> **TEXT BLOCK**:

[Start]

As I was pitching my tent, a man emerged out of the darkness and said hello, scaring the hell out of me for a moment. His name was Herb, and he was the only other person camping in Masten. He was a colorful (and drunk) character from nearby Laporte. He explained his friends had stood him up on a fishing trip and he was enjoying the night by himself. We chatted for a few minutes about hiking in the area and the threat of threat of gas drilling. And how crazy it was that anyone wanted to drill anywhere near the Loyalsock.

He eventually returned to his camper and we ate a quick snack and turned in to get some sleep. Herb’s trailer played music  into the early morning.

We awoke on Sunday morning to grey skies and light rain. We packed up camp and drove the few miles to Ellenton Ridge Road to park for our intended hike. We were going to hike the Old Loggers Path to connect to the Sharp Shinned Trail, to connect with Rock Run. Our plan from there was to bushwhack Rock Run down to wear it meets Yellow Dog Run, some three miles away. We had done a different version of this hike last year, taking the OLP to the same destination. We were hoping to check out the cliffs and cascades of the upper gorge of the Rock Run.

But all the best laid plans…The rain tapered on and off as we drove to the trailhead. It rained steady for a while as we started our trek on the OLP. We reached the yellow blazed Sharp Shinned Trail and took that as it descended gradually through the woods. The rain really came down as we approached Rock Run. We took cover under a giant pine tree as it poured for about 20 minutes.

I’m fine with hiking in the rain. And certainly don’t mind a little bushwhacking, particularly in the Loyalsock and even more particiualrly along Rock Run. But the cards seemed stacked against us for this one. With the rain pouring down and the rocks in the run feeling like they were coated in ice, we decided that it was going to be a rough day if we continued on with our intended hike. We instead bagged it, and hiked back up the Sharp Shinned Trail, back to the OLP, and back to the car. If the weather was going to suck, no worries, we were in the Loyalsock and there was plenty to see.

[End]

> **GIVEN DATA**:

[Start]

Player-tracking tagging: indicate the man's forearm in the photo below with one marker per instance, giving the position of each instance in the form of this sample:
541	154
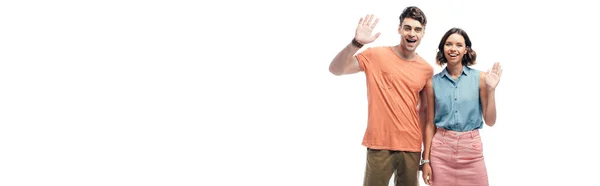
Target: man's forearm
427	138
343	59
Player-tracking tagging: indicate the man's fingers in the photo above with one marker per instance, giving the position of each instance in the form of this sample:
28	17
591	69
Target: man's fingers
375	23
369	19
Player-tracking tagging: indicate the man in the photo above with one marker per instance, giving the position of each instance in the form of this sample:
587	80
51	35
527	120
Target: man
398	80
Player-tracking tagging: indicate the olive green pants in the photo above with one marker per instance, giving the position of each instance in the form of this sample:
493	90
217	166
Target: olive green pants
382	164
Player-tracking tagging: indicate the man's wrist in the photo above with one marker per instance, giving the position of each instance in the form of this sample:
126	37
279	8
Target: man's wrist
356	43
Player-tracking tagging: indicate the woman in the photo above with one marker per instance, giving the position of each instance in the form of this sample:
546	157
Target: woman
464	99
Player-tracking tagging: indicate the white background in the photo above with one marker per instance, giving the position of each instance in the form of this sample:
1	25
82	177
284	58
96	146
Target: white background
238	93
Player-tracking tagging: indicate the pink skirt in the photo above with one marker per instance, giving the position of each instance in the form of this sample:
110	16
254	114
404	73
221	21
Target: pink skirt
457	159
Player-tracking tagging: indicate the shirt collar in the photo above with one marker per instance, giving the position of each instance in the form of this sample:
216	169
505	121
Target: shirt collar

[End]

> **THINGS TO DO**:
a - Can you sum up the Loyalsock hiking account in two sentences?
b - Could you extract the passage of the Loyalsock hiking account from "As I was pitching" up to and including "the early morning."?
The rows were drawn from a separate source.

> **TASK-BY-TASK SOLUTIONS**:
a - While camping in Masten, the narrator met Herb, a colorful and drunk character from Laporte whose friends had stood him up on a fishing trip, and they chatted about hiking and the threat of gas drilling near the Loyalsock. On Sunday the hikers set out on the Old Loggers Path and the Sharp Shinned Trail to bushwhack Rock Run, but pouring rain and icy-feeling rocks made them give up and hike back to the car.

b -
As I was pitching my tent, a man emerged out of the darkness and said hello, scaring the hell out of me for a moment. His name was Herb, and he was the only other person camping in Masten. He was a colorful (and drunk) character from nearby Laporte. He explained his friends had stood him up on a fishing trip and he was enjoying the night by himself. We chatted for a few minutes about hiking in the area and the threat of threat of gas drilling. And how crazy it was that anyone wanted to drill anywhere near the Loyalsock.

He eventually returned to his camper and we ate a quick snack and turned in to get some sleep. Herb’s trailer played music  into the early morning.